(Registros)
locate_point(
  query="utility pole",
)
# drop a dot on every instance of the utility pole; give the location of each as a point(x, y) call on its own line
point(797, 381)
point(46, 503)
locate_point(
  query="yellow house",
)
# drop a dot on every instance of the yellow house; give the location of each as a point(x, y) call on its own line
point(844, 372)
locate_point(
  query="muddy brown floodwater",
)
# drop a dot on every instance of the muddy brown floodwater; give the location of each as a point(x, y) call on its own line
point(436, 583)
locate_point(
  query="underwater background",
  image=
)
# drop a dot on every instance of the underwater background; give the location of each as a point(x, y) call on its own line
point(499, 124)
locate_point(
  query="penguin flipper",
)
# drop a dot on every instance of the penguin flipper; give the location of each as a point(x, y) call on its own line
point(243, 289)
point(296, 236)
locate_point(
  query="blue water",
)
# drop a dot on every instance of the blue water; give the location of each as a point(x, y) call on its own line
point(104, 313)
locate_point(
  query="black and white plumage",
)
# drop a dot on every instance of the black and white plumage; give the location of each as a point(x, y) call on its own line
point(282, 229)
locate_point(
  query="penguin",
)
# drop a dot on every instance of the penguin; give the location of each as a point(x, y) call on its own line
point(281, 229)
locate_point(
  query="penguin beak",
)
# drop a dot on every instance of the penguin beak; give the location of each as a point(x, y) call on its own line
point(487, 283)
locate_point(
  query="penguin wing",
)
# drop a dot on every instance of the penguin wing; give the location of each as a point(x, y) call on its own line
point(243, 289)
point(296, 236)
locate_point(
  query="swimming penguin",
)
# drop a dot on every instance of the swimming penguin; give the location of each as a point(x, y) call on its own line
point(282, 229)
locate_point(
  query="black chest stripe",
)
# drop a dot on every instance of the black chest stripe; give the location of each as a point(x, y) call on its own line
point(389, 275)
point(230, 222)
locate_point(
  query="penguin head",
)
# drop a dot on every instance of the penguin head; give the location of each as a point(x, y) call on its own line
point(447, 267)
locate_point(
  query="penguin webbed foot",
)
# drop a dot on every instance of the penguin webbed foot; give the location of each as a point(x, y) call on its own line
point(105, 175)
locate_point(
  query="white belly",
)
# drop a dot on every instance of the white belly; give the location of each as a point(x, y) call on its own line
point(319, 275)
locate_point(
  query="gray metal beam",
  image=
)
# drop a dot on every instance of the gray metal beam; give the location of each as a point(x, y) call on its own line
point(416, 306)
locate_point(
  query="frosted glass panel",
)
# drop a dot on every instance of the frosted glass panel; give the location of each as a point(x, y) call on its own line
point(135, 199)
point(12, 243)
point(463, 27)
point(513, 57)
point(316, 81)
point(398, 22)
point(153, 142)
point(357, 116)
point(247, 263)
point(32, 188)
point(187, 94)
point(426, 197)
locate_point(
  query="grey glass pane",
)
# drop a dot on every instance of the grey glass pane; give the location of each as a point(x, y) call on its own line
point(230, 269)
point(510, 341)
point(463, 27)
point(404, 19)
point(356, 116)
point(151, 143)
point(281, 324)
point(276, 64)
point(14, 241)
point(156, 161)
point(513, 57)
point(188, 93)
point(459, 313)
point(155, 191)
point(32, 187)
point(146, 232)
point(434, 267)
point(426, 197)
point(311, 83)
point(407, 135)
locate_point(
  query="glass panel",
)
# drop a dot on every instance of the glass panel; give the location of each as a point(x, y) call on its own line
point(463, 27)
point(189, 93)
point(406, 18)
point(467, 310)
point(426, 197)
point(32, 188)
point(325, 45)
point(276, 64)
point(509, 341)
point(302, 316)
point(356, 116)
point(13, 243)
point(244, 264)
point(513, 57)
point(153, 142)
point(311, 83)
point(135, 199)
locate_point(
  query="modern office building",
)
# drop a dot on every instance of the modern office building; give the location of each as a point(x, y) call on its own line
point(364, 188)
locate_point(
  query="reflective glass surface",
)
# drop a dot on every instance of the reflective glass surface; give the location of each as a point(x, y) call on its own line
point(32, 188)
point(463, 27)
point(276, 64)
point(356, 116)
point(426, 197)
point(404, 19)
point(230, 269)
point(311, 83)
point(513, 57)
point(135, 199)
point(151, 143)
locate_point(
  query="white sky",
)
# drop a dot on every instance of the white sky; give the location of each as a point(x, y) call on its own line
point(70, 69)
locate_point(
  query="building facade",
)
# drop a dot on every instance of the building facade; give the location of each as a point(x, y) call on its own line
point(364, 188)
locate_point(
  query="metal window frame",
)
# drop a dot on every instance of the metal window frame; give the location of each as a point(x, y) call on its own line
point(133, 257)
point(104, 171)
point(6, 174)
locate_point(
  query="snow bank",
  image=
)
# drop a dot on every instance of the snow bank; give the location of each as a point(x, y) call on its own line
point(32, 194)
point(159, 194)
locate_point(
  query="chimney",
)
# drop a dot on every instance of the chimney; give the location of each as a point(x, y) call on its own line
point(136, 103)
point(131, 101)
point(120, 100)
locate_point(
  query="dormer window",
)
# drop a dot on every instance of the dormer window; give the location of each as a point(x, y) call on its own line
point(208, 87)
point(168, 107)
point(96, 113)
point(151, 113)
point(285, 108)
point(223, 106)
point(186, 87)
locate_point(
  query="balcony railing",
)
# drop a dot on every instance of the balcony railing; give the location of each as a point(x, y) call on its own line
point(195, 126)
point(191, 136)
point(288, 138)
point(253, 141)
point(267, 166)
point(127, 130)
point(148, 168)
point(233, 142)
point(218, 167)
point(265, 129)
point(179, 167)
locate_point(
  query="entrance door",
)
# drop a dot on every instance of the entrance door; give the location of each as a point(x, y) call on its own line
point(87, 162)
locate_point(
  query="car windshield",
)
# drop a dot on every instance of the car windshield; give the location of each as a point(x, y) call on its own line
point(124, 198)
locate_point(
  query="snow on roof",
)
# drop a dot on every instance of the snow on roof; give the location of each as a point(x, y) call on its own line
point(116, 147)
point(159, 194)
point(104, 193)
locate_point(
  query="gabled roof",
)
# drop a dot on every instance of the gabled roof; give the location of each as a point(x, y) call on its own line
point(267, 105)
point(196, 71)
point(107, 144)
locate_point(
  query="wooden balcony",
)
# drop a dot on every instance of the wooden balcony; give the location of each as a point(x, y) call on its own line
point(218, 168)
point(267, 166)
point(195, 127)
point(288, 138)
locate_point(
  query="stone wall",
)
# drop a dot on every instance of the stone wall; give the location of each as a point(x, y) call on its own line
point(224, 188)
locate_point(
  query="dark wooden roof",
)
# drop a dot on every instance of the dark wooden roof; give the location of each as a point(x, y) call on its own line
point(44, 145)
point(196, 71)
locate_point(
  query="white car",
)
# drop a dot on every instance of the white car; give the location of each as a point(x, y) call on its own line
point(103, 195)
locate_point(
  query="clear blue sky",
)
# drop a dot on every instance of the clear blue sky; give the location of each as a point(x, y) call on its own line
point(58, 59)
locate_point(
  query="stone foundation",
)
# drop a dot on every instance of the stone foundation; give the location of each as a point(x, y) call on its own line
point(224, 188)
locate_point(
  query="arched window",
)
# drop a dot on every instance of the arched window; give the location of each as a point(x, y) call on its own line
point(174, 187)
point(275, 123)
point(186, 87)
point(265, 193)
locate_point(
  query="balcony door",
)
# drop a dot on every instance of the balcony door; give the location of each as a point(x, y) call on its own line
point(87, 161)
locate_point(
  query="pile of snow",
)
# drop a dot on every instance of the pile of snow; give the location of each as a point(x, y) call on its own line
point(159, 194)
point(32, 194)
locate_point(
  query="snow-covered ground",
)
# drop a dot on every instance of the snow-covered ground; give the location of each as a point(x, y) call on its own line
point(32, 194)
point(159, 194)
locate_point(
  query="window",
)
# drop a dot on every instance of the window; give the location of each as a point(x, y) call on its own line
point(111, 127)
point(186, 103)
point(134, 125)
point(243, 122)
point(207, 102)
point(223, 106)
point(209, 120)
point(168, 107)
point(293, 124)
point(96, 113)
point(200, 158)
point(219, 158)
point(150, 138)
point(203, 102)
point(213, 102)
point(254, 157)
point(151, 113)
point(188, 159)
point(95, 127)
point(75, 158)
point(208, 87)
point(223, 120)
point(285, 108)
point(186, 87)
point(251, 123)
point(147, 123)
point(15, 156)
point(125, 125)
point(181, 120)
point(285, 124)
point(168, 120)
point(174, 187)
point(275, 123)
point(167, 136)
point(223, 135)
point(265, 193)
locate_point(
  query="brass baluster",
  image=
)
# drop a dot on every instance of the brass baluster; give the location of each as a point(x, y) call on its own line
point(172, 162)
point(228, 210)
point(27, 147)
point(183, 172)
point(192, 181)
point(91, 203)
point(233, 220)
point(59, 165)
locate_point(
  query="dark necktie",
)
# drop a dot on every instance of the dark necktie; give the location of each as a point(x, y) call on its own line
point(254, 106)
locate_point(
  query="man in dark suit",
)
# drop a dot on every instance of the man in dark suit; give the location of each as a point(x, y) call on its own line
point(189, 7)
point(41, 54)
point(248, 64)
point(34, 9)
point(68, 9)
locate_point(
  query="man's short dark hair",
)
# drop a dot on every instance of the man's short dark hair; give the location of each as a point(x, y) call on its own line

• [Lo que se pide]
Copia literalmente las líneas de los registros desde el principio hasta la línea que contiene "point(104, 313)", esta incluida.

• [Ejercicio resuelto]
locate_point(
  query="utility pole",
)
# drop a dot on every instance of the utility pole; give the location of each as a point(x, y) call on its own line
point(797, 381)
point(46, 503)
locate_point(
  query="yellow house",
)
# drop a dot on every instance of the yellow house; give the location of each as a point(x, y) call on its own line
point(844, 372)
locate_point(
  query="muddy brown floodwater",
)
# drop a dot on every instance of the muddy brown floodwater; give the location of each as a point(x, y) call on its own line
point(436, 583)
locate_point(
  query="underwater background",
  image=
)
# drop a dot on every instance of the underwater background; give the location of each as a point(x, y) call on its own line
point(499, 124)
locate_point(
  query="penguin flipper",
)
# drop a dot on every instance of the penguin flipper; give the location of each as a point(x, y) call on its own line
point(243, 289)
point(296, 236)
locate_point(
  query="blue water",
)
# drop a dot on every instance of the blue water; give the location of each as a point(x, y) call on its own line
point(104, 313)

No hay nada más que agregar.